**Task directions**
State how many lines of the listing below contain the string "lawn". Case counts; give only the number.

════════════════

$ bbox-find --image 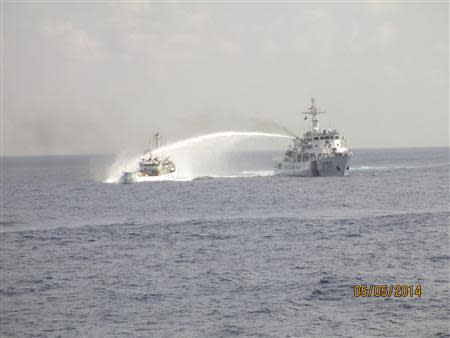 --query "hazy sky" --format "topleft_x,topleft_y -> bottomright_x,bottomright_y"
1,1 -> 449,155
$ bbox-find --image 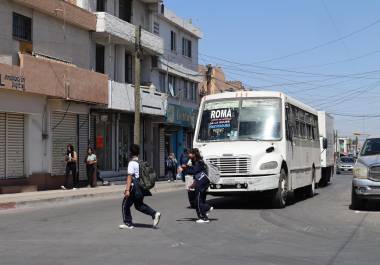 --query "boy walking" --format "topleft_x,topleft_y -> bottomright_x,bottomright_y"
119,144 -> 161,229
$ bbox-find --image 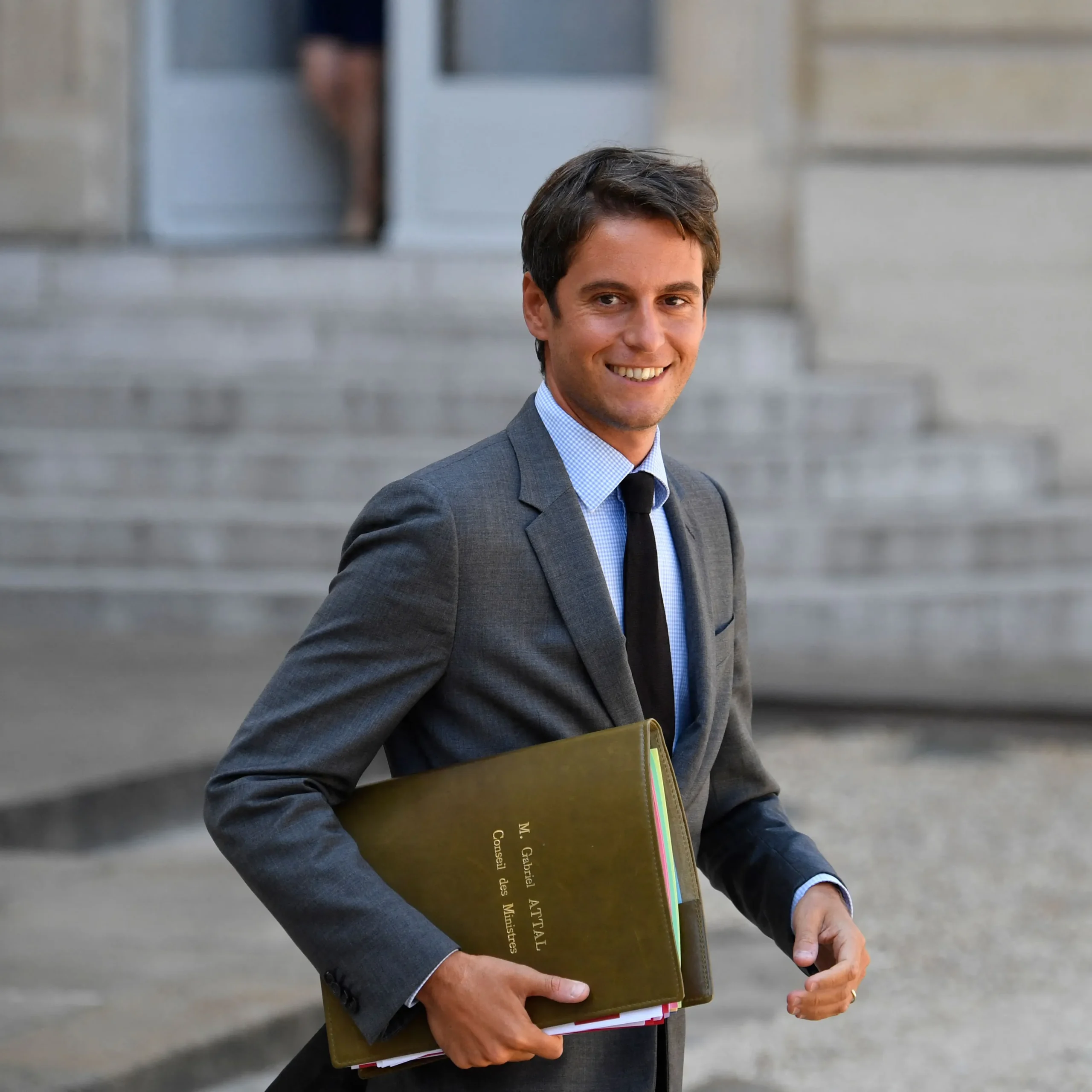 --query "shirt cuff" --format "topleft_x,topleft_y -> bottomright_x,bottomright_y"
406,948 -> 459,1009
795,872 -> 853,935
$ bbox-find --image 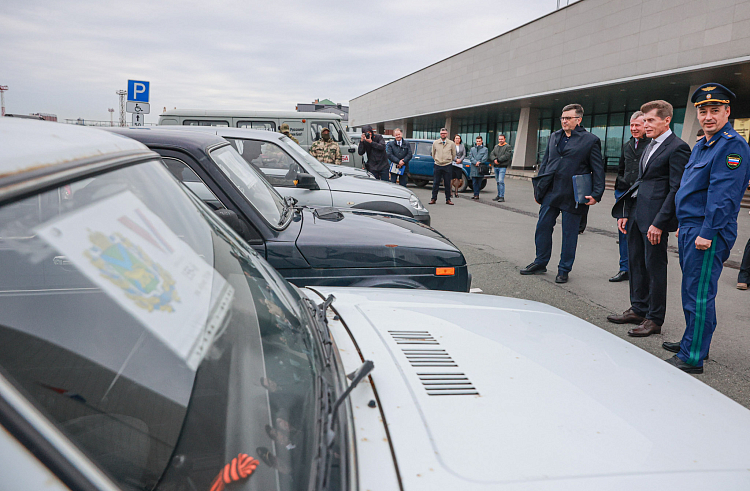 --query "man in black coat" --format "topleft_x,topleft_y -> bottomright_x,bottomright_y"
521,104 -> 604,283
357,124 -> 388,181
609,111 -> 651,283
607,101 -> 690,337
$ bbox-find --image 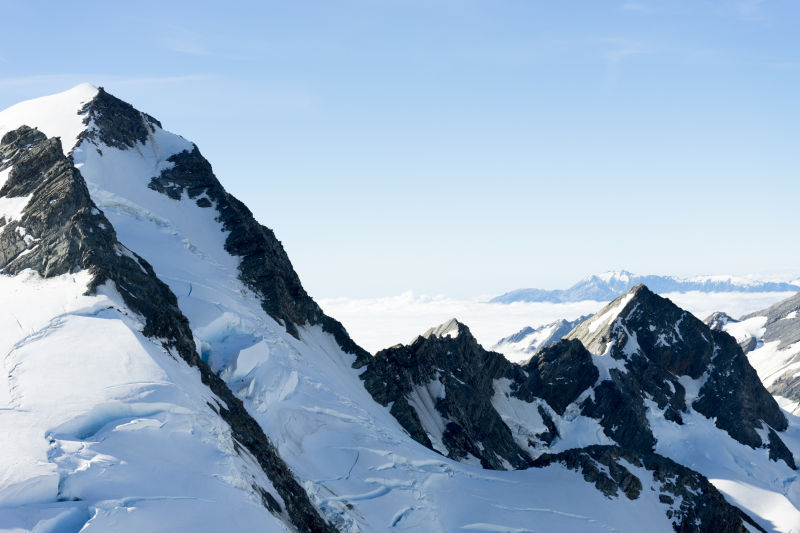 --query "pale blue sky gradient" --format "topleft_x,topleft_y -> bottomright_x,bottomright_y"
0,0 -> 800,297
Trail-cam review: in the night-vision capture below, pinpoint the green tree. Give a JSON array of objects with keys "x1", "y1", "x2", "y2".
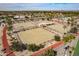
[{"x1": 42, "y1": 49, "x2": 57, "y2": 56}]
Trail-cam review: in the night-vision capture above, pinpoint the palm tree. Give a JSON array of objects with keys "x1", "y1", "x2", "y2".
[{"x1": 42, "y1": 49, "x2": 57, "y2": 56}]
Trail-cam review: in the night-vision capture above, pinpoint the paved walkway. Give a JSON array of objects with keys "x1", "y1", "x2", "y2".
[{"x1": 2, "y1": 26, "x2": 15, "y2": 56}]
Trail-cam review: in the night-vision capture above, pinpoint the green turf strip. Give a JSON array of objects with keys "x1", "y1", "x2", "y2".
[{"x1": 74, "y1": 41, "x2": 79, "y2": 56}]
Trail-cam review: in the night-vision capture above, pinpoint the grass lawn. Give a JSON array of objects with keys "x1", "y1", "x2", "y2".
[{"x1": 74, "y1": 41, "x2": 79, "y2": 56}]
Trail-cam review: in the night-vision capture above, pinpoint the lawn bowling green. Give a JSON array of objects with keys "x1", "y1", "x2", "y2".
[{"x1": 18, "y1": 28, "x2": 55, "y2": 45}]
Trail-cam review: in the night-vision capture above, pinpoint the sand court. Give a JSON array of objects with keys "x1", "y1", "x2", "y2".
[
  {"x1": 18, "y1": 28, "x2": 55, "y2": 45},
  {"x1": 48, "y1": 24, "x2": 70, "y2": 34}
]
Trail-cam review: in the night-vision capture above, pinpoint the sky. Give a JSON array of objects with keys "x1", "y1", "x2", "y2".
[{"x1": 0, "y1": 3, "x2": 79, "y2": 11}]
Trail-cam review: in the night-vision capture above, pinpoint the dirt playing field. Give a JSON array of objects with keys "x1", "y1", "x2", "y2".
[
  {"x1": 48, "y1": 24, "x2": 70, "y2": 34},
  {"x1": 18, "y1": 28, "x2": 54, "y2": 45}
]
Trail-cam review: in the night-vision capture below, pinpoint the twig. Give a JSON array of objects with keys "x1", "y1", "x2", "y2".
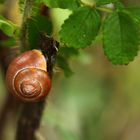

════════════════

**Worked solution**
2